SOURCE RECORDS:
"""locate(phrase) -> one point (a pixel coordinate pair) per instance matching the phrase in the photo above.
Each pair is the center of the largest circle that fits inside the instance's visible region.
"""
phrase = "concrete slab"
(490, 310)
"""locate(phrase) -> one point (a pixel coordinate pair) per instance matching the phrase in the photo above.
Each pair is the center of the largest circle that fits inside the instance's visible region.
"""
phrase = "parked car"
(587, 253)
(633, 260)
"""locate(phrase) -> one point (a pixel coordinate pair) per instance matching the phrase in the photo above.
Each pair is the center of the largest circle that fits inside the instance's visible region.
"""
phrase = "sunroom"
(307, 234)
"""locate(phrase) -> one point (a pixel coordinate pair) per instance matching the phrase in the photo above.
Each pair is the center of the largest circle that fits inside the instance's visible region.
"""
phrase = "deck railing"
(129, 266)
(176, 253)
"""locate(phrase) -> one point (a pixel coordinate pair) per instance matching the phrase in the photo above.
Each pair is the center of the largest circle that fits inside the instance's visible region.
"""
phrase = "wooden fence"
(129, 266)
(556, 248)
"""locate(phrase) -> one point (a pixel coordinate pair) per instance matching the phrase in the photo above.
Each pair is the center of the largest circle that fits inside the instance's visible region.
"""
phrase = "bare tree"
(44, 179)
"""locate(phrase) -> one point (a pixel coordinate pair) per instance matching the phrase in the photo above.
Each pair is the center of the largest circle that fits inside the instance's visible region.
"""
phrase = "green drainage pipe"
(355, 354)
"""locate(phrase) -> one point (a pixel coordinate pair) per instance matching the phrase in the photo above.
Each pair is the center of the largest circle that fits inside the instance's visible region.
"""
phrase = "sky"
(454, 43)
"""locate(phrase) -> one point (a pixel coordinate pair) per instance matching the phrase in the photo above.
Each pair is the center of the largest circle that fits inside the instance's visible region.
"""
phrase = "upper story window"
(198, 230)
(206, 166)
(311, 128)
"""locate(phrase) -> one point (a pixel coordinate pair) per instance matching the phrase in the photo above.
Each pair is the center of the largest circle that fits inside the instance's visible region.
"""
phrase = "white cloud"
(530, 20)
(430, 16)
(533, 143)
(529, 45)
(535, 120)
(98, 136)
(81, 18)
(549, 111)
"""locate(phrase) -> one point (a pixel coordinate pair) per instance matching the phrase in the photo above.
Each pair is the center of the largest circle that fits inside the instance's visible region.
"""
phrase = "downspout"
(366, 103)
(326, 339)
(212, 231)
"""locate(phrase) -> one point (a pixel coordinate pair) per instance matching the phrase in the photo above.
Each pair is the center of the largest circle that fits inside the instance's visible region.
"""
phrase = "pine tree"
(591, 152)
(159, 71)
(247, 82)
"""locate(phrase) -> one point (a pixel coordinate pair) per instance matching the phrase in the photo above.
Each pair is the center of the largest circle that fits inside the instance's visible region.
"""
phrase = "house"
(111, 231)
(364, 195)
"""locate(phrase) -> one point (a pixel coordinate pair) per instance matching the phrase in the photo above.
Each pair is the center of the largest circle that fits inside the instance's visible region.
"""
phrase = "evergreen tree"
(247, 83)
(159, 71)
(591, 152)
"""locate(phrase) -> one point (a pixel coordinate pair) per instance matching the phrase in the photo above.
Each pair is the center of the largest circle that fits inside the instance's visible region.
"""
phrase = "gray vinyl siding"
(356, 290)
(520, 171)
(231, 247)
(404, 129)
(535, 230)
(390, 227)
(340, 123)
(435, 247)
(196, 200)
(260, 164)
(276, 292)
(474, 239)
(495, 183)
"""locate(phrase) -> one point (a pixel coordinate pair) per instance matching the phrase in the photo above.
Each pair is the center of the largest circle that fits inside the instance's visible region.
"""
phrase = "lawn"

WHAT IS EXPECTED: From the first line through the last, give the data above again exactly.

TASK RESULT:
"""locate(phrase) -> one point (a pixel coordinate pair) per instance matching the phrase in the photo above.
Each pair is the center of the largest circle that fits inside the instance's visible region.
"""
phrase = "concrete slab"
(490, 310)
"""locate(phrase) -> one point (a pixel coordinate pair) per instance matching the phrase in the photo above.
Each pair is the center of the largest circle that fits inside the instance's visible region.
"""
phrase = "parked car"
(587, 253)
(633, 260)
"""locate(phrase) -> one point (a pixel coordinate pair) per instance matching the phrase in the photo above.
Each pair is the center of the largest circle that fits inside the instance's visible region.
"""
phrase = "sunroom"
(307, 234)
"""locate(phrase) -> one point (a pixel coordinate pair) per instance matching the phrase in the photo above.
Each pair is the center of the largest circle that fits inside the instance's visible region.
"""
phrase = "deck railing"
(129, 266)
(176, 253)
"""locate(phrase) -> one point (a pixel coordinate pair) per instance matching the phrase in the photo above.
Each pair is the center of the largest circle that fits inside the instance's visible region.
"""
phrase = "wooden fence"
(129, 266)
(556, 248)
"""locate(phrase) -> one point (a pixel coordinate pair) per instance matching the phrase in the photo above.
Each pair is the center of the largest circle that fits inside the instance's visible region.
"""
phrase = "bare tree"
(44, 179)
"""locate(phrase) -> one point (a pixel coordinate pair) per instance matching the phrase in the photo above.
Each pair is the center of the largest circle that fits inside the instance's visible region.
"""
phrase = "green drainage pipe"
(355, 354)
"""locate(phrase) -> one point (a pixel coordinate pair) per instance matching the phrase in the photo above.
Each pair is the center of the largest circle that fits inside the instance's visible region.
"""
phrase = "sky"
(454, 43)
"""locate(phrase) -> one point (a pixel coordinate pair) per instance matching the phrase in the photo above.
Each pair is the center of the largest circle that fits inside the instance's visible region.
"""
phrase = "upper story window"
(198, 230)
(206, 166)
(311, 128)
"""locate(phrase) -> one point (a pixel coordinate pair) per instance matching the phrase in the photo above.
Each pair is the center of the largest circle that fits inside the instance's visible region.
"""
phrase = "white cloud"
(530, 20)
(430, 16)
(533, 143)
(529, 45)
(535, 120)
(98, 136)
(81, 18)
(549, 111)
"""locate(phrase) -> one point (a pixel coordinate pair) per instance matching the phrase in the photo above.
Each pair is the center of the largest circle that fits inside the instance's visible region.
"""
phrase = "downspout"
(366, 103)
(326, 339)
(212, 231)
"""locate(phrase) -> one point (a pixel coordinate pair) per instance matching the phrase in the photo above.
Each pair is the center of the largest circle that fits inside the instance's visible region.
"""
phrase = "pine tree"
(591, 152)
(159, 71)
(247, 82)
"""locate(phrase) -> one point (a pixel coordinate pair) per instance matching the phrase in the photo above.
Each pair is the center of the largest circle that fits inside the instance's visible region.
"""
phrase = "house"
(111, 231)
(364, 195)
"""locate(phrase) -> one point (a pixel coordinate pair) per instance matching the phrase in the photo above.
Each pair is the center of the largest circle that fits inside the instance's visible region.
"""
phrase = "evergreen tree"
(247, 83)
(159, 71)
(591, 152)
"""locate(phrase) -> one point (a pixel coordinate pair) per instance matching the phrase in the photo above.
Each pair is the center of the largest circle that fits inside the instance's visible region.
"""
phrase = "gray vinyl siding"
(356, 290)
(520, 171)
(231, 247)
(404, 129)
(535, 230)
(390, 227)
(340, 123)
(435, 247)
(196, 200)
(260, 164)
(276, 292)
(474, 239)
(495, 183)
"""locate(phrase) -> one point (a pixel coordinate pair) per instance matching the phrase in the photo above.
Each pair is the center of the largest circle that fits inside the instance's visible region.
"""
phrase = "lawn"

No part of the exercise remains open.